> What you have to do
Arrange every line of the data below into a numbered list, omitting any blank lines.

> The data
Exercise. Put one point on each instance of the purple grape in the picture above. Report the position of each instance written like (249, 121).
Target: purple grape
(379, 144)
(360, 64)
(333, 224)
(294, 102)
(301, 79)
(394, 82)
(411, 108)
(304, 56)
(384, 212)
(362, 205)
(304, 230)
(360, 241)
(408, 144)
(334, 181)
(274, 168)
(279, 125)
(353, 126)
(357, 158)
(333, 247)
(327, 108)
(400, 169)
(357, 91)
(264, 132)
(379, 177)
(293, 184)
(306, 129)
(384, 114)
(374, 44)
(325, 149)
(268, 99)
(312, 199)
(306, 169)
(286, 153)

> Exercise result
1. Exercise. Put one point on each instance of the purple grape in the picture above. Report the position of each instance written like (249, 121).
2. Target: purple grape
3. (379, 144)
4. (360, 64)
5. (333, 224)
6. (294, 102)
7. (301, 79)
8. (394, 82)
9. (411, 108)
10. (304, 56)
11. (384, 212)
12. (362, 205)
13. (304, 230)
14. (360, 241)
15. (408, 144)
16. (334, 181)
17. (274, 168)
18. (279, 125)
19. (353, 126)
20. (357, 158)
21. (333, 247)
22. (327, 108)
23. (400, 169)
24. (357, 91)
25. (264, 132)
26. (379, 177)
27. (293, 184)
28. (306, 129)
29. (384, 114)
30. (374, 44)
31. (325, 149)
32. (268, 99)
33. (312, 199)
34. (306, 169)
35. (286, 153)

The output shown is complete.